§ **Text shown**:

■ ■ ■ ■ ■

Fraternal Twins - Badge Engineering by
by Doug Breithaupt
What's good for General Motors... is also good for Matchbox. GM is famous for producing the same car under different names. Matchbox, now under the ownership of Mattel, is following that example with two models of a the same SUV. As the Isuzu Rodeo, this SUB is sold in the US and Asia. In the UK, it is known as a Vauxhall Frontera. Both Isuzu and Vauxhall are controlled by GM.
Of course you can't buy a Vauxhall in the US and Matchbox follows by
only offering the Rodeo to US buyers. The Frontera is offered by Matchbox
in a variety of international markets, including Canada, where this example
was purchased. The Rodeo comes with wild rally graphics, not inappropriate
as Isuzu is active in world rallying. The Frontera is offered in handsome
silver without any graphics. The Frontera is number 55 while the Rodeo is
number 56. On the base of both vehicles, the appropriate name is hot stamped
and not part of the actual casting. Otherwise, the castings are identical.

■ ■ ■ ■ ■

§ **Provided records**:
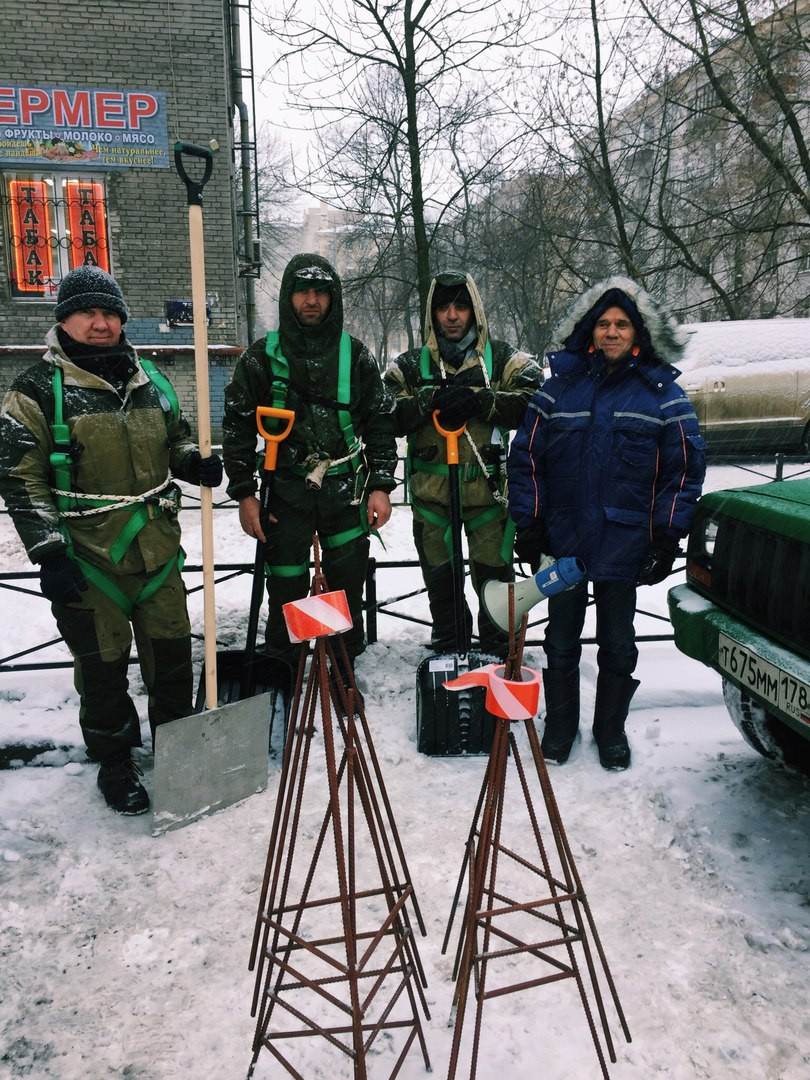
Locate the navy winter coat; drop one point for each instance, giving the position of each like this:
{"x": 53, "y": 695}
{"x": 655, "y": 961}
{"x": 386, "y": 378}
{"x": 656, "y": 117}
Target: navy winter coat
{"x": 605, "y": 460}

■ ■ ■ ■ ■

§ **Jobs**:
a – In the badge engineering article, what is the answer to each of these?
(i) Which company now owns Matchbox?
(ii) In which country was the Frontera example purchased?
(iii) What model number does Matchbox give the Rodeo?
b – Rewrite the part of the badge engineering article that opens with the words containing "Of course you" and closes with "castings are identical.", putting "dark green" in place of "silver".

§ **Problem solutions**:
a –
(i) Mattel
(ii) Canada
(iii) Number 56

b –
Of course you can't buy a Vauxhall in the US and Matchbox follows by
only offering the Rodeo to US buyers. The Frontera is offered by Matchbox
in a variety of international markets, including Canada, where this example
was purchased. The Rodeo comes with wild rally graphics, not inappropriate
as Isuzu is active in world rallying. The Frontera is offered in handsome
dark green without any graphics. The Frontera is number 55 while the Rodeo is
number 56. On the base of both vehicles, the appropriate name is hot stamped
and not part of the actual casting. Otherwise, the castings are identical.